Recopiez intégralement le passage qui va du début des items jusqu'à la ligne contenant « xmin=538 ymin=247 xmax=589 ymax=288 » incluse, demandes comprises, en ajoutant -142 à chaque coordonnée des cadres donnés en réponse, sans modifier les demandes ni les modèles de format. Ne reproduisez que ces lignes et laissez les images de côté.

### Items de données
.....

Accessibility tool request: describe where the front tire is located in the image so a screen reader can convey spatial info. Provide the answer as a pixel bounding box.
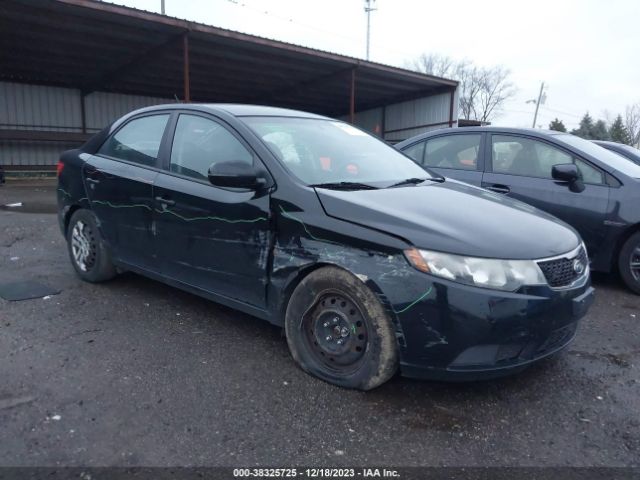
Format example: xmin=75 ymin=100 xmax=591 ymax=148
xmin=285 ymin=267 xmax=398 ymax=390
xmin=618 ymin=232 xmax=640 ymax=295
xmin=67 ymin=209 xmax=117 ymax=283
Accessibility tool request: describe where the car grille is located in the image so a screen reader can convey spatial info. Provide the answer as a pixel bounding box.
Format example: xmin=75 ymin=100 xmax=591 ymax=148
xmin=538 ymin=247 xmax=589 ymax=288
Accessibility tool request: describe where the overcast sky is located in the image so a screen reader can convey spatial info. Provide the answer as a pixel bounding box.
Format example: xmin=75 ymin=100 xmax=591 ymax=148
xmin=115 ymin=0 xmax=640 ymax=128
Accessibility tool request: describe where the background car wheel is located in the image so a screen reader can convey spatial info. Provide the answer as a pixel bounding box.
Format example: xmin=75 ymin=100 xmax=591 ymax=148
xmin=67 ymin=210 xmax=117 ymax=283
xmin=285 ymin=267 xmax=398 ymax=390
xmin=618 ymin=232 xmax=640 ymax=295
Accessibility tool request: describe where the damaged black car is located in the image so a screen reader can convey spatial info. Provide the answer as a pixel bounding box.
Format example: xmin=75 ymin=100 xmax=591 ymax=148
xmin=58 ymin=104 xmax=593 ymax=390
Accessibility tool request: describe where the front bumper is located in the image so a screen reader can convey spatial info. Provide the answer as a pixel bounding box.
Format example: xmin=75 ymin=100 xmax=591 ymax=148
xmin=384 ymin=272 xmax=594 ymax=380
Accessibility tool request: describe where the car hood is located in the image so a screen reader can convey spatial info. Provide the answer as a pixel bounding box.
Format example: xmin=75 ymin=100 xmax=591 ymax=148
xmin=316 ymin=179 xmax=580 ymax=259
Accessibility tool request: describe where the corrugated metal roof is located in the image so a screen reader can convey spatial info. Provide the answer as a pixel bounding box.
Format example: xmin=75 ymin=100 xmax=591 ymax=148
xmin=0 ymin=0 xmax=457 ymax=116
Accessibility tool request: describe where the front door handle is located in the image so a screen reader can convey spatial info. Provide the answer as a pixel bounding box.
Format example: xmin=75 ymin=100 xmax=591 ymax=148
xmin=156 ymin=197 xmax=176 ymax=205
xmin=485 ymin=185 xmax=511 ymax=194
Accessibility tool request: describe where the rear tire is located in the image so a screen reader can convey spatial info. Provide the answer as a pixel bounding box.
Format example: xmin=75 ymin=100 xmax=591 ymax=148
xmin=618 ymin=232 xmax=640 ymax=295
xmin=67 ymin=209 xmax=117 ymax=283
xmin=285 ymin=267 xmax=398 ymax=390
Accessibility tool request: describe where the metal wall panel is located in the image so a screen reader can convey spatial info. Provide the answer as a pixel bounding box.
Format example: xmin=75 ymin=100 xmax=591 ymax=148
xmin=0 ymin=82 xmax=172 ymax=166
xmin=385 ymin=93 xmax=458 ymax=142
xmin=0 ymin=141 xmax=79 ymax=166
xmin=340 ymin=91 xmax=458 ymax=143
xmin=0 ymin=82 xmax=82 ymax=132
xmin=85 ymin=92 xmax=175 ymax=132
xmin=0 ymin=82 xmax=458 ymax=165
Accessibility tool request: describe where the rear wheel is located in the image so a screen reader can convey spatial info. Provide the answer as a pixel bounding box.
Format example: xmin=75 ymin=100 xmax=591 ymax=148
xmin=285 ymin=267 xmax=398 ymax=390
xmin=67 ymin=209 xmax=116 ymax=283
xmin=618 ymin=232 xmax=640 ymax=295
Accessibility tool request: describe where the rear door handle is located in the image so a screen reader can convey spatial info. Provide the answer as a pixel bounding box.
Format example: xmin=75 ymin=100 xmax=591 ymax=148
xmin=156 ymin=197 xmax=176 ymax=205
xmin=484 ymin=185 xmax=511 ymax=194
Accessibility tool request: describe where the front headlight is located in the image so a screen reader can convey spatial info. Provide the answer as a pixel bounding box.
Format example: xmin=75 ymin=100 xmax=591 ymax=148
xmin=404 ymin=248 xmax=547 ymax=291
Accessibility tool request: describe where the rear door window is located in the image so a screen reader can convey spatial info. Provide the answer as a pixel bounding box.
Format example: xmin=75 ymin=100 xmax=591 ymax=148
xmin=424 ymin=133 xmax=482 ymax=170
xmin=98 ymin=114 xmax=169 ymax=167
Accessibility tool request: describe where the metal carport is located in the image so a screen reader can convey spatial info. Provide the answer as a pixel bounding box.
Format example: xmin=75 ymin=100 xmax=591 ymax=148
xmin=0 ymin=0 xmax=457 ymax=167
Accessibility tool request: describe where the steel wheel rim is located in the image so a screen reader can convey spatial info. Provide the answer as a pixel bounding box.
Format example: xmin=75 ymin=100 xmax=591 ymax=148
xmin=71 ymin=220 xmax=96 ymax=272
xmin=301 ymin=291 xmax=369 ymax=375
xmin=629 ymin=245 xmax=640 ymax=282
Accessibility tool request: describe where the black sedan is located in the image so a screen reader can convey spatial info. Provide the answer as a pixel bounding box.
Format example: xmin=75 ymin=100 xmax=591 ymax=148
xmin=58 ymin=105 xmax=593 ymax=390
xmin=396 ymin=127 xmax=640 ymax=294
xmin=593 ymin=140 xmax=640 ymax=165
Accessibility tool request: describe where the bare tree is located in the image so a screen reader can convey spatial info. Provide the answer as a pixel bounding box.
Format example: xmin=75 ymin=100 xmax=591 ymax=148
xmin=624 ymin=102 xmax=640 ymax=147
xmin=409 ymin=54 xmax=516 ymax=122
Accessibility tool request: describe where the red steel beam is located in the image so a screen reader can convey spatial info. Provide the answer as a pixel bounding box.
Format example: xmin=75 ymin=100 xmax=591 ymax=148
xmin=182 ymin=32 xmax=191 ymax=103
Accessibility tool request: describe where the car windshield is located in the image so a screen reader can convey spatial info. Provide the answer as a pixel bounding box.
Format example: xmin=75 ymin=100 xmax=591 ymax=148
xmin=242 ymin=117 xmax=433 ymax=188
xmin=556 ymin=134 xmax=640 ymax=178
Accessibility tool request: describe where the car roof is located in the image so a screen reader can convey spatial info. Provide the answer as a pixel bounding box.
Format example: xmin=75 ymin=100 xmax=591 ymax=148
xmin=127 ymin=103 xmax=329 ymax=119
xmin=396 ymin=126 xmax=566 ymax=148
xmin=591 ymin=140 xmax=628 ymax=147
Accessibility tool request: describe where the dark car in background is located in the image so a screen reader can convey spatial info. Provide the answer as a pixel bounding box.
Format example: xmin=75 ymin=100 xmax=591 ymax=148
xmin=58 ymin=105 xmax=593 ymax=390
xmin=396 ymin=127 xmax=640 ymax=294
xmin=592 ymin=140 xmax=640 ymax=165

.....

### RÉPONSE
Accessibility tool request: describe where the front tire is located in the image so a screen reader can convey spatial info. Provide the answer as a pixel bounding box.
Format example: xmin=75 ymin=100 xmax=591 ymax=148
xmin=143 ymin=125 xmax=256 ymax=248
xmin=476 ymin=90 xmax=498 ymax=153
xmin=-75 ymin=67 xmax=-25 ymax=141
Accessibility tool request: describe where the car grille is located in the image so a screen reader can convey spatial info. Provide the answer as a pixel bounding box.
Format example: xmin=75 ymin=100 xmax=591 ymax=148
xmin=396 ymin=105 xmax=447 ymax=146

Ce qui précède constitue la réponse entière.